A Light Goes Out

16

March 3, 2014 by Laird

My dear friend Michael Shea has passed on through the veil. LOCUS ONLINE has posted an obituary. Michael is one of the finest authors in the world and I have been inspired by his example since my latter teens. He means a great deal to me. Words are inadequate. I gnash my teeth and shake my fist at the sky. It was too soon, it is always too soon. My heart goes out to his family and friends, and especially his wife, Linda. She’s a terrific person who has always been there through thick and thin for Michael.

A few years ago I had the pleasure of introducing Michael’s omnibus The Autopsy and Other Tales. I reproduce it here in his honor:

Dark Star: The Michael Shea Experience

I first stumbled across Michael Shea in the latter 1980s when I read his terrifying novella, “The Autopsy,” in Hartwell’s seminal anthology series The Dark Descent. Though too callow to understand the depth of what I’d encountered, I steadily and inexorably pursued Shea’s fiction over the years, recognizing in it a kind of cynosure of the modern weird tale: a dark star shining at the heart of the matter. Not so long ago, I wrote an essay regarding the current state of the horror genre for the venerable LOCUS MAGAZINE. I said of “The Autopsy,”

“Shea’s dark masterwork remains etched upon my sensibilities as the ultimate example of how a storyteller may capture our wildest, bleakest, most fearful imaginings and bend them to the service of something far greater than an impulse toward the coarse and coarsely visceral.”

Stated exercise 1: Please list each row that contains the word "bill".
The rows that follow the post are unrelated to it.

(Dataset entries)
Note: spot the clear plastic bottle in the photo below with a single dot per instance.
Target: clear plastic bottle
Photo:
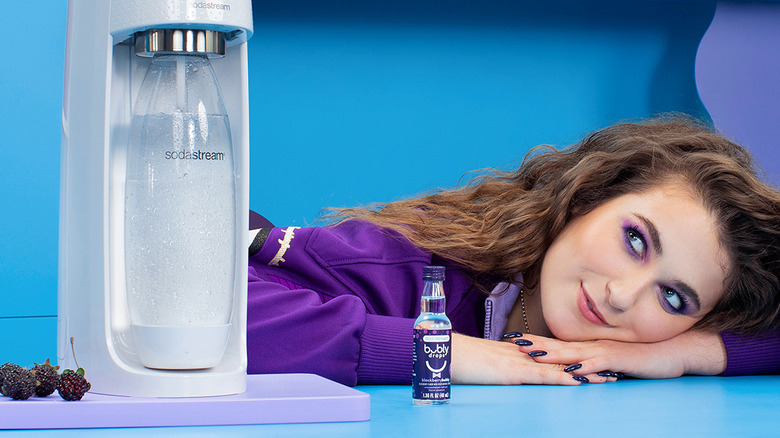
(432, 343)
(180, 216)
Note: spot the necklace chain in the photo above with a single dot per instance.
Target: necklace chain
(522, 307)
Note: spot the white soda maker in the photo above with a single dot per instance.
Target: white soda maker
(154, 196)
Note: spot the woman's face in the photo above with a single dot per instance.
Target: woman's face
(640, 268)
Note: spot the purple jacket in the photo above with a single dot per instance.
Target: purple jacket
(341, 302)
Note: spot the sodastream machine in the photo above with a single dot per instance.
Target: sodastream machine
(154, 196)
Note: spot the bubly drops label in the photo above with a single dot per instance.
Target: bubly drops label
(432, 358)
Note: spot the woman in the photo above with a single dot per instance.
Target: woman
(635, 237)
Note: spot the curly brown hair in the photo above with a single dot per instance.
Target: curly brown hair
(502, 223)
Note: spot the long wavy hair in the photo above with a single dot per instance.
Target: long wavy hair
(502, 223)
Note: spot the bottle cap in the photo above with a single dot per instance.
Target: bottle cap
(180, 42)
(433, 273)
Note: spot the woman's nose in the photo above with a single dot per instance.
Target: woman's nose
(623, 293)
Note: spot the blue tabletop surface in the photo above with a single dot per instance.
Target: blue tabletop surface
(686, 407)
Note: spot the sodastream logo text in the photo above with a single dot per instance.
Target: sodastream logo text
(194, 155)
(211, 5)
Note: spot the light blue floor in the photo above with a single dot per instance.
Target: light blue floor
(686, 407)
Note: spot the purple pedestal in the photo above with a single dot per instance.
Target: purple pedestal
(269, 399)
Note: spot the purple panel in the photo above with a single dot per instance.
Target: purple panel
(271, 398)
(738, 78)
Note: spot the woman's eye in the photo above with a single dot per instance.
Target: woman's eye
(636, 242)
(673, 298)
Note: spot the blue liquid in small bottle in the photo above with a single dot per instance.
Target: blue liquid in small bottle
(432, 343)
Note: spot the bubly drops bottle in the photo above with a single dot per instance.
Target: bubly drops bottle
(432, 343)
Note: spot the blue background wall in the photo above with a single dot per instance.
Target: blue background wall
(354, 102)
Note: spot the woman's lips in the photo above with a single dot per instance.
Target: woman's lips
(588, 309)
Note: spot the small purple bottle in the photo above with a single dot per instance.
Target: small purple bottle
(432, 343)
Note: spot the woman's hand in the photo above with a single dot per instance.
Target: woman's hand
(692, 352)
(480, 361)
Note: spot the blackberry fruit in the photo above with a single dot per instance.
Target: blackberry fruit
(18, 383)
(46, 378)
(73, 385)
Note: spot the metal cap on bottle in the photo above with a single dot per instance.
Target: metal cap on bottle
(180, 42)
(433, 273)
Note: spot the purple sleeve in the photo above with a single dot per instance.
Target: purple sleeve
(752, 354)
(335, 307)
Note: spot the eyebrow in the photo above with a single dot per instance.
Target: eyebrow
(655, 241)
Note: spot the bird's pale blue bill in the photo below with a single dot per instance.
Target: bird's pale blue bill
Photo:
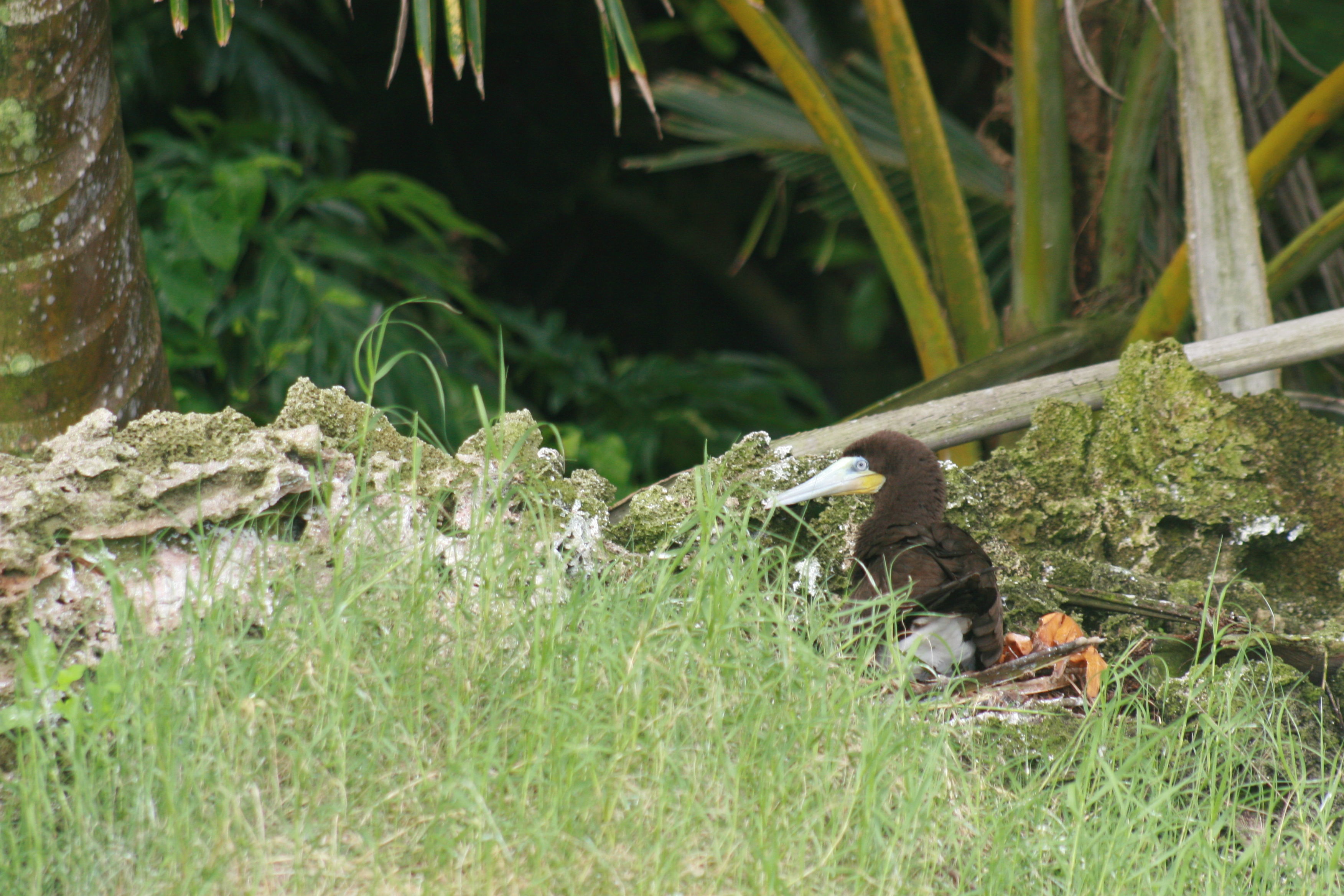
(847, 476)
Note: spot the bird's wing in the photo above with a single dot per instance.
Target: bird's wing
(951, 574)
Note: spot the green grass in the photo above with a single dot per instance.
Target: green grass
(683, 727)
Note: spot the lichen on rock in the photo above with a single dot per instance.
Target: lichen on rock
(330, 476)
(1171, 488)
(1173, 480)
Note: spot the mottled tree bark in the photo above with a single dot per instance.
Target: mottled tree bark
(78, 323)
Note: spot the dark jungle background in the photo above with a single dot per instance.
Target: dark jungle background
(290, 201)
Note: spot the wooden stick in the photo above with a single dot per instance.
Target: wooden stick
(1011, 669)
(1166, 610)
(973, 415)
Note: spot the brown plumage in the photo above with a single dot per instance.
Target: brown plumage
(906, 540)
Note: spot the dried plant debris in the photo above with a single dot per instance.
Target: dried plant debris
(269, 497)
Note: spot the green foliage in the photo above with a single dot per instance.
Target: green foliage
(45, 688)
(679, 725)
(729, 117)
(268, 270)
(631, 415)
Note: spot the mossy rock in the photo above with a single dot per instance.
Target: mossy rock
(1171, 481)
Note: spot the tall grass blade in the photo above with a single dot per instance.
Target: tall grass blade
(402, 21)
(1272, 159)
(612, 57)
(424, 11)
(1082, 53)
(222, 14)
(181, 15)
(1306, 253)
(1042, 280)
(933, 338)
(1227, 268)
(476, 41)
(631, 49)
(954, 256)
(1152, 72)
(456, 35)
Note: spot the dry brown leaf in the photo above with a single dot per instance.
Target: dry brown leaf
(1015, 645)
(1056, 629)
(1095, 663)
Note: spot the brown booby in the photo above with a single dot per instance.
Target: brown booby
(952, 617)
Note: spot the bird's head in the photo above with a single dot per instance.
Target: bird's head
(899, 467)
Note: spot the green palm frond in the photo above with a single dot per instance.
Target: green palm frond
(733, 117)
(738, 117)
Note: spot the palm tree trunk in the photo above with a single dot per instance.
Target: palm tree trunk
(78, 321)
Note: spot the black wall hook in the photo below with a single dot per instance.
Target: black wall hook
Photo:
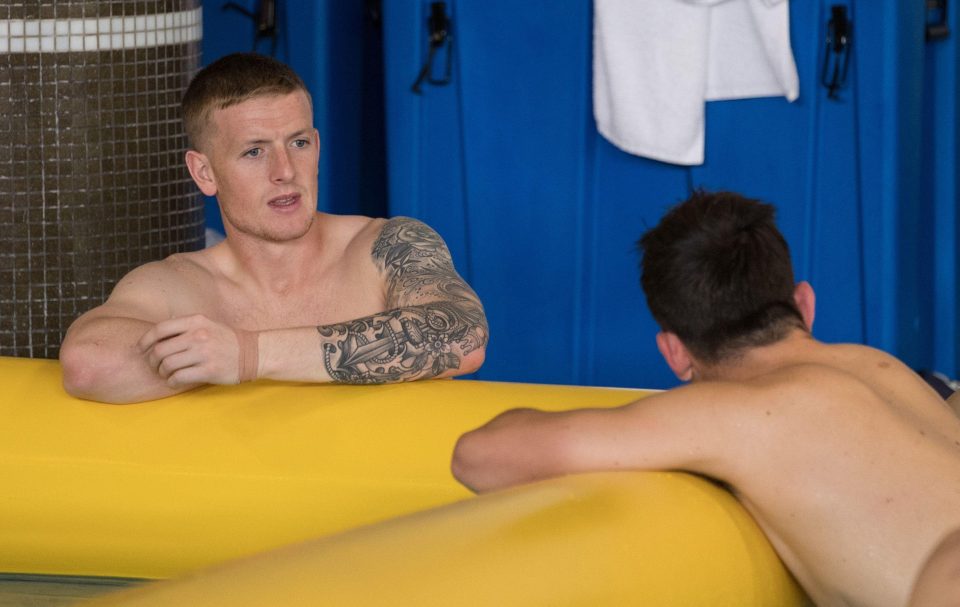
(438, 29)
(937, 28)
(836, 57)
(264, 21)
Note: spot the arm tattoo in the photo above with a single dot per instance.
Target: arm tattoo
(435, 317)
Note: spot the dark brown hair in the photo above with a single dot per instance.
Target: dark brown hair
(716, 271)
(231, 80)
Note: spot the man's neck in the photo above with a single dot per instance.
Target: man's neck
(274, 266)
(797, 347)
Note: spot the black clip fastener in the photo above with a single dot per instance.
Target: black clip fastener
(438, 28)
(836, 58)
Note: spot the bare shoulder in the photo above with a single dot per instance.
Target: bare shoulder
(353, 233)
(159, 288)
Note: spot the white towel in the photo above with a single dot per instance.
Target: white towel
(655, 63)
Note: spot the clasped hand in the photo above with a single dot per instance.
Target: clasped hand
(191, 350)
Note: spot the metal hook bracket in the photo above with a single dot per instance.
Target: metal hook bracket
(438, 30)
(836, 58)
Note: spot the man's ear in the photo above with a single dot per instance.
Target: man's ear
(199, 166)
(676, 355)
(806, 301)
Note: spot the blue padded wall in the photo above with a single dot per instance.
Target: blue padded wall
(541, 212)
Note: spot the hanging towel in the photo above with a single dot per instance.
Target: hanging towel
(655, 63)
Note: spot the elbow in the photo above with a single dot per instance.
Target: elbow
(82, 375)
(473, 361)
(467, 464)
(79, 377)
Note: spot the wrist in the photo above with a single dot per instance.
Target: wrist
(249, 355)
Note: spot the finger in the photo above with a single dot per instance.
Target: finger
(164, 330)
(179, 361)
(165, 348)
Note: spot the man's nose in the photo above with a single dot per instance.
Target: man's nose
(281, 169)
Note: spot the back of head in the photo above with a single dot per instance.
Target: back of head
(716, 271)
(231, 80)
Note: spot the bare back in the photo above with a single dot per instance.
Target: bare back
(845, 457)
(851, 465)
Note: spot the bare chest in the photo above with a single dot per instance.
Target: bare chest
(324, 302)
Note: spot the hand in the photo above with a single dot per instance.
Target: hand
(191, 350)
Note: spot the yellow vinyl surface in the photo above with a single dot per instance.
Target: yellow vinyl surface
(157, 489)
(289, 478)
(624, 538)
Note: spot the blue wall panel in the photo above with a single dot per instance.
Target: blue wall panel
(551, 211)
(542, 213)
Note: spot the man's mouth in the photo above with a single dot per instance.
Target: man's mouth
(284, 201)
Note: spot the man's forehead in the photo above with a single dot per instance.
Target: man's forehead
(290, 112)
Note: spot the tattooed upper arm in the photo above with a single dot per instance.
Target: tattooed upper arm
(417, 265)
(433, 321)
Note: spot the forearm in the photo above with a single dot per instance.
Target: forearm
(954, 402)
(438, 339)
(518, 446)
(101, 361)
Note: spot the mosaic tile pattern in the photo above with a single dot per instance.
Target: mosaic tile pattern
(92, 181)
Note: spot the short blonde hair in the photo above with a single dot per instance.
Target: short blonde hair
(231, 80)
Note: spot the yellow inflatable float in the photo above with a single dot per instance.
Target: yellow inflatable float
(163, 489)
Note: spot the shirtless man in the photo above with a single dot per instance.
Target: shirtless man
(846, 458)
(291, 293)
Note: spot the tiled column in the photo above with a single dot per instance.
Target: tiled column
(92, 179)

Stated exercise 2: Copy the post from "March 3, 2014" to "and thin for Michael.", with "Words" renamed to "Phrases".

Problem solution 1:
Note: spot the bird's pale blue bill in the photo below with a single dot per instance.
Target: bird's pale blue bill

Problem solution 2:
March 3, 2014 by Laird

My dear friend Michael Shea has passed on through the veil. LOCUS ONLINE has posted an obituary. Michael is one of the finest authors in the world and I have been inspired by his example since my latter teens. He means a great deal to me. Phrases are inadequate. I gnash my teeth and shake my fist at the sky. It was too soon, it is always too soon. My heart goes out to his family and friends, and especially his wife, Linda. She’s a terrific person who has always been there through thick and thin for Michael.